Hence, in many board confrontation cases, neighborhood cleansing is the result.
Homeowners that have dared to confront their boards have been targeted and have been driven out by organized gangsters that are the one side that wins, although not just technically. When neighbors that criticize good ol’ boys and girls networks’ actions or omissions — or try to establish that board gangsters are doing something illegal — are run out of the neighborhood the exiles are no longer the board gangsters’ neighbors. The board gangsters win.
Why are HOAs seen by mean–spirited
and self–serving clique
members as a vehicle to use to harass neighbors until they move? Because it
works. If it didn’t work, they wouldn’t waste their time.
One side wins because our representatives
are not representing homeowners. The problem has been presented to
legislators, but they represent campaign
contributors.

The saddest thing about it all¼
In the end, homeowners associations are more than fictitious people or corporations. They are in neighborhoods full of people. And people deserve to live better than this.
Not most people. Not the majority.
All people.
For fifty million Americans, the United States has become that which it was formed to get away from — a tyranny.
But this time, it’s worse. It’s on the home front.
“What
is government itself”, asked James Madison, in The Federalist # 51, “but the
greatest of reflections on human nature?
If men were angels, no
government would be necessary. If angels were to govern men, neither external
nor internal controls on government would be necessary.
In framing a government which is to be administered by men over men, the great
difficulty lies in this: You must first enable the government to control the
governed; and in the next place, oblige it to control itself.”
So he argued, successfully, that “the structure of the government must furnish the proper checks and balances between the different departments”, to “oblige it to control itself.”
Corporations have no checks or balances. They are run by boards of dictators — I mean, directors — that are the executive, legislative, and judicial branches all rolled into one. As long as HOAs are classified as “corporations”, they will have no checks or balances. As long as our legislators fail to institute any form of government oversight, something the Industry is adamantly opposed to, the boards of directors will continue to be unaccountable. These “corporations” aren’t causing problems as fictitious persons. It is the people on the BOARDS that are. Not all boards, but enough to make it worth the time for those legislators of ours — that are not afraid of losing Homeowner Control Industry campaign contributions — to do something about it.

--

WORK TO COMPLETE:
a – According to the essay on homeowners association boards, why do HOA boards operate without checks and balances? Answer in one to three sentences.
b – Continue the essay on homeowners association boards from where it stops.
The data below are separate from the essay on homeowners association boards.

Natural language region descriptions
--

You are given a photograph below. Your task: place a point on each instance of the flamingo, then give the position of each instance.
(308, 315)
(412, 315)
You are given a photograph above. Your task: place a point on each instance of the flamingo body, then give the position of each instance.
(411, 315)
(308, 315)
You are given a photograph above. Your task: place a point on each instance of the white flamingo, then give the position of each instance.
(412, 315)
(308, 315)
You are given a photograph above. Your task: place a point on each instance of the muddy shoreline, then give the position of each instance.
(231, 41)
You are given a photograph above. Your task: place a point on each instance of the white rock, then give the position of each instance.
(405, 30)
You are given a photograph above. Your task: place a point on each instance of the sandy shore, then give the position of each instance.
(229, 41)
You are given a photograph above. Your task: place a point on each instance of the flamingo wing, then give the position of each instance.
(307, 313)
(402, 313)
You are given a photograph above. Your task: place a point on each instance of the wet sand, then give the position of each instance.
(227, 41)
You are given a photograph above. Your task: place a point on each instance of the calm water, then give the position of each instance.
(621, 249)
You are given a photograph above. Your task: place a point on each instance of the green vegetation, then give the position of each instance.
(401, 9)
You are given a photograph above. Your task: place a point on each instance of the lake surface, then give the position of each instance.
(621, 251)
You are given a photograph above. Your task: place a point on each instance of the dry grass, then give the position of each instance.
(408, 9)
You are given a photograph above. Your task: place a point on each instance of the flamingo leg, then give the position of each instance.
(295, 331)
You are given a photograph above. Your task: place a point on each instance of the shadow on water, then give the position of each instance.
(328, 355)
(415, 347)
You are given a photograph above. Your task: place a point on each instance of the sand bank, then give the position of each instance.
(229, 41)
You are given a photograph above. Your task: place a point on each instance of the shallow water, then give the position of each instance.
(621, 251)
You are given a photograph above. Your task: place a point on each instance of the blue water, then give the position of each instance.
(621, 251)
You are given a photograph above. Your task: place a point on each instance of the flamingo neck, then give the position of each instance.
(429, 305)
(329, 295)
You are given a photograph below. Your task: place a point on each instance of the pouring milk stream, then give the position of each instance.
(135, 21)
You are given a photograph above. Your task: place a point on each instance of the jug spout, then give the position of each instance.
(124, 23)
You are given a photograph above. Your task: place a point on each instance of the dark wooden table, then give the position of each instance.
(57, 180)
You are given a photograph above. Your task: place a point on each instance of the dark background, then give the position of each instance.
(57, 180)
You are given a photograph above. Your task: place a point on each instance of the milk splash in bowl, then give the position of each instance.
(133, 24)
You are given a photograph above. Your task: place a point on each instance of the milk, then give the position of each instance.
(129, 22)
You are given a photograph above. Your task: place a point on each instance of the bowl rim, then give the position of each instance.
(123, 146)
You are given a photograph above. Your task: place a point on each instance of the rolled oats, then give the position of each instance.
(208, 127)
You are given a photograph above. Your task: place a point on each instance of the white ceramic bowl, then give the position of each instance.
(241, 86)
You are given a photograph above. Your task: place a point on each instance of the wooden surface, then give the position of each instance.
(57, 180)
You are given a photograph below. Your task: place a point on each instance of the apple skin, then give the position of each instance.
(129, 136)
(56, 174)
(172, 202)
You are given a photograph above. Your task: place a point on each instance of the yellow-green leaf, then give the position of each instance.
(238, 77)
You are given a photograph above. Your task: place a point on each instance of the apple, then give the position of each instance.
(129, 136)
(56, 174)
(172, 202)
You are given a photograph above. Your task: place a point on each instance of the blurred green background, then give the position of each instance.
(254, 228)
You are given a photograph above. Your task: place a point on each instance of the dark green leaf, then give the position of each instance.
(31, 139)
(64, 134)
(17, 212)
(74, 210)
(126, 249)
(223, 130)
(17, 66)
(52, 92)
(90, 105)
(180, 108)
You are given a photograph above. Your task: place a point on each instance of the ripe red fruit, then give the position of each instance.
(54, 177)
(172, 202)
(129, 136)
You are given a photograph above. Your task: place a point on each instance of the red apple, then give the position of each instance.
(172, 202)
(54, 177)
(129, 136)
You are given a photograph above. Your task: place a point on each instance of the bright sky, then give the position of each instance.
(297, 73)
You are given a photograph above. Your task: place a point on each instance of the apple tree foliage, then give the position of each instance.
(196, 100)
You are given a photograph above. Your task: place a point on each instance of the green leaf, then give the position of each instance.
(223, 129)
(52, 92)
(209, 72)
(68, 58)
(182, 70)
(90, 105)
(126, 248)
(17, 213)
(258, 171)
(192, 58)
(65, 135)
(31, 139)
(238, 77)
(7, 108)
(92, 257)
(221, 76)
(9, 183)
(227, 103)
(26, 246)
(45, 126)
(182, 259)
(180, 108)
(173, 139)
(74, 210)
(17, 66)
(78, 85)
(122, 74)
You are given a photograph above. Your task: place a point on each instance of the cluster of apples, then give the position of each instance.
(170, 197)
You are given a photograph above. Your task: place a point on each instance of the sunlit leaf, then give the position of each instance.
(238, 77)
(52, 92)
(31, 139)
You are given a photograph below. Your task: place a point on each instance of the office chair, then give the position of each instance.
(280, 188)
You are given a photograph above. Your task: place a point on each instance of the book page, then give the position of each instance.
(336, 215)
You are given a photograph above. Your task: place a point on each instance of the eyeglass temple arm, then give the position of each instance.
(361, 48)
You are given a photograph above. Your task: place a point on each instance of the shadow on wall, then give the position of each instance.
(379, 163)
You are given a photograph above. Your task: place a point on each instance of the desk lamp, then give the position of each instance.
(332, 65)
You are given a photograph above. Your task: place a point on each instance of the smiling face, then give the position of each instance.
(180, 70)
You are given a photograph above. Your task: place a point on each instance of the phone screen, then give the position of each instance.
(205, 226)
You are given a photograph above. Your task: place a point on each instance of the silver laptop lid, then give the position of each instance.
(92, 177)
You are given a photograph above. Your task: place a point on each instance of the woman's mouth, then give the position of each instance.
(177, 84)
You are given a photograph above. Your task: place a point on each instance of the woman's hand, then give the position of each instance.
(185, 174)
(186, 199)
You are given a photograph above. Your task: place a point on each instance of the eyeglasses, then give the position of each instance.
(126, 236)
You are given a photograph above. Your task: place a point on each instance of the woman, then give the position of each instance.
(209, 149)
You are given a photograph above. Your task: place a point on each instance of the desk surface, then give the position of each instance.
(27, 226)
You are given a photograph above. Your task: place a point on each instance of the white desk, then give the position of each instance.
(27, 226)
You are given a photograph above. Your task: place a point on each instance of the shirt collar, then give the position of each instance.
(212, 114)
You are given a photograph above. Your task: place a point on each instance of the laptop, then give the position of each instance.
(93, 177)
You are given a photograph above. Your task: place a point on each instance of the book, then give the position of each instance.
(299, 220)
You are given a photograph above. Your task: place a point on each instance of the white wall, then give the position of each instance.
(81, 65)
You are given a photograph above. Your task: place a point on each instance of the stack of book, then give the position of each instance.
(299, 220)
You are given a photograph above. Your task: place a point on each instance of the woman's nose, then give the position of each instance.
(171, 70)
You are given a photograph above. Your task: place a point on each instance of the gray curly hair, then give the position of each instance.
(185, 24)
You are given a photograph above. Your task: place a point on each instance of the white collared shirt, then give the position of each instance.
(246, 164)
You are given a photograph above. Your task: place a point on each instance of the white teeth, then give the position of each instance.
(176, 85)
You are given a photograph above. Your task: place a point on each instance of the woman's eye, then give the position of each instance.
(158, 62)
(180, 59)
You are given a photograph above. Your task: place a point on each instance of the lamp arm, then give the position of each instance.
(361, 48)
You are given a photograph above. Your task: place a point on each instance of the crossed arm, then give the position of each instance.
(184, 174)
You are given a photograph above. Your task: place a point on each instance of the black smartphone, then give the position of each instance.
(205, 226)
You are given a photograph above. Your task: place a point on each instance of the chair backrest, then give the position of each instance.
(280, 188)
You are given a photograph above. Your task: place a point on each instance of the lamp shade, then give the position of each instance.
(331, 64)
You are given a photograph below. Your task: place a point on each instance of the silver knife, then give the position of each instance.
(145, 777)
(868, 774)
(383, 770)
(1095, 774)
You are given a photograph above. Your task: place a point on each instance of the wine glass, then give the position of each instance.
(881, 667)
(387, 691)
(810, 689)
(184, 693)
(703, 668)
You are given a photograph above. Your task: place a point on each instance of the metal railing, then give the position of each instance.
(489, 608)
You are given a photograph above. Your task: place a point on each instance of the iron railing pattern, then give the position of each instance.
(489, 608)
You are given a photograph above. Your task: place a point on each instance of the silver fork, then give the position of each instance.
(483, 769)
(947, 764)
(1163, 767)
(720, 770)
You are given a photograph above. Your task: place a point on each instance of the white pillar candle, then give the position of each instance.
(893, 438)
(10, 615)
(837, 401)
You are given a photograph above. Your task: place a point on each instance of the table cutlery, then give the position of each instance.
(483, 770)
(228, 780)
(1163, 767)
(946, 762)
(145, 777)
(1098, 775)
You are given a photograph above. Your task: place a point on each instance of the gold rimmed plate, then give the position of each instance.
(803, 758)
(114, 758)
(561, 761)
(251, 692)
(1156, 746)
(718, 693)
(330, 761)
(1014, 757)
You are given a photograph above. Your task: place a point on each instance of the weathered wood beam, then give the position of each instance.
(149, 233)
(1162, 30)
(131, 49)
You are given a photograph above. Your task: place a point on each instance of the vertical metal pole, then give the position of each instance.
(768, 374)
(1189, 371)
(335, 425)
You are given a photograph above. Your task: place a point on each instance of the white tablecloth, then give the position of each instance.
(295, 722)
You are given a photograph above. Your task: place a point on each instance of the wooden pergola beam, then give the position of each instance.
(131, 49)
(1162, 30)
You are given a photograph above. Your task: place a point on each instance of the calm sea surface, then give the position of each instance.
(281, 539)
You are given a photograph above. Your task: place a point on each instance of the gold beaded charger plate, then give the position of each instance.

--

RESPONSE LIST:
a – HOAs are classified as corporations, and corporations are run by boards of directors that act as the executive, legislative, and judicial branches all at once. Legislators have also failed to set up any government oversight, which the Industry strongly opposes, so the boards stay unaccountable.

b –
“Since it is CAI's public policy to ... coerce, bribe.... states”, this may take some work.
Keep your eye on your legislators. Don’t let them sell you out. Let them know how you feel. Let them know you are watching how they vote.
Reprimands, violation letters, reimbursement bills, inconsistent enforcement of the governing documents (harassment), fraudulent fines, the intentional infliction of emotional distress, liens, morally insensitive judicial foreclosures, unconstitutional nonjudicial foreclosures, neighborhood cleansing, and the suspension of voting rights or usage of facilities or services only fuel the spreading ground fire of discontent.
— Samuel Adams, “Father of the American Revolution”
And fifty million minds are a lot of minds.
The large and well–funded Industry cares neither about
homeowner–friendly communities — nor about the long–term viability of the CID
concept — and considers HOA homeowner rights an impediment best trampled upon,
to smoothly do business, unfettered, and rake in the dollars.

But “never doubt that a small group of thoughtful committed citizens can change the world; indeed, it is the only thing that ever does.” — Margaret Mead
I am not a lawyer. I am not providing legal advice. You should consult your own counsel for legal advice. The preceding opinions are my own.